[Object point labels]
_ _ _ _ _

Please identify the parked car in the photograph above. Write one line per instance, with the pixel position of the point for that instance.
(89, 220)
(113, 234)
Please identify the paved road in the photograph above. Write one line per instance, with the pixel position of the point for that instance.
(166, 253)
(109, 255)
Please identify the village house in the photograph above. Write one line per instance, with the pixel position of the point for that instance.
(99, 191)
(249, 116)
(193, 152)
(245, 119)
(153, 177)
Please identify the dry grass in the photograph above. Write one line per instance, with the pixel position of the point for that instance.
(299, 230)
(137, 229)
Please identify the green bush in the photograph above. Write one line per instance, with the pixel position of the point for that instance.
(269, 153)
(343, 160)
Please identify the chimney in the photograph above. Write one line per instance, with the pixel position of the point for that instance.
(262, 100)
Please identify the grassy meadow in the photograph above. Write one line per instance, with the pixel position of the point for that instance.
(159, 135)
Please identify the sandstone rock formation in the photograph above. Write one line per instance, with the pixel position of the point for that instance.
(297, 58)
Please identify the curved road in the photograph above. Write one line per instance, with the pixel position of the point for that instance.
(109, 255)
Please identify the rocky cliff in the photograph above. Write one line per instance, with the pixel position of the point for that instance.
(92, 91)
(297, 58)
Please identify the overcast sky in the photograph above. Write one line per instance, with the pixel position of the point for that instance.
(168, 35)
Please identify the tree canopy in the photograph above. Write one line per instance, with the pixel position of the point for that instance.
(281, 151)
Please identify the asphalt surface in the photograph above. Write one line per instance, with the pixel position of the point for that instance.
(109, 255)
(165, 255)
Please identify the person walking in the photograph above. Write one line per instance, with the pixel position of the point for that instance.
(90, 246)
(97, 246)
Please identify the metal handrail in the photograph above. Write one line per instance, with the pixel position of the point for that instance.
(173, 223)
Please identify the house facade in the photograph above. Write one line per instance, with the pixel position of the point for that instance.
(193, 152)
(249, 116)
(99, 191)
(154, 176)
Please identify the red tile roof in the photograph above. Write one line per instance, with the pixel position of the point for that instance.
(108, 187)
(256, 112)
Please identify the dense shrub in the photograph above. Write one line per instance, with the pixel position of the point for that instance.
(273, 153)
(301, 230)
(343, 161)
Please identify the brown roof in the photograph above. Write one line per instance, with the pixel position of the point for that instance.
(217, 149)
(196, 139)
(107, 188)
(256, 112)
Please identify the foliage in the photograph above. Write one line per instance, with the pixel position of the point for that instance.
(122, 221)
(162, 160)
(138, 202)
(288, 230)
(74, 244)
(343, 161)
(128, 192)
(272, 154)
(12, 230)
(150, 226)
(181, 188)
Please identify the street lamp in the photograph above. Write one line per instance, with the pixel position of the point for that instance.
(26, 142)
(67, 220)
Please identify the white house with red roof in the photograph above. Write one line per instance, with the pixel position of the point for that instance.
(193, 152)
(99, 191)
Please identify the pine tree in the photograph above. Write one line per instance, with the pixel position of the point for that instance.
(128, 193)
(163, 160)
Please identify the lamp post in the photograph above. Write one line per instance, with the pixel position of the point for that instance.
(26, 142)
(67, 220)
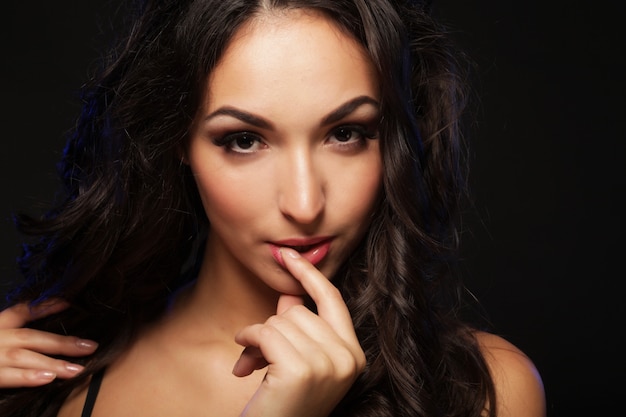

_ _ _ _ _

● To be done
Pick out every line of the entries above that contains the word "lamp" and copy those lines.

● Written reply
Please identify the street lamp in the photograph above. Write one line per instance, with the pixel position of the point for that instance.
Please identify the lamp post in the photograph above. Write one line per instance, with the pixel position of the point for that instance.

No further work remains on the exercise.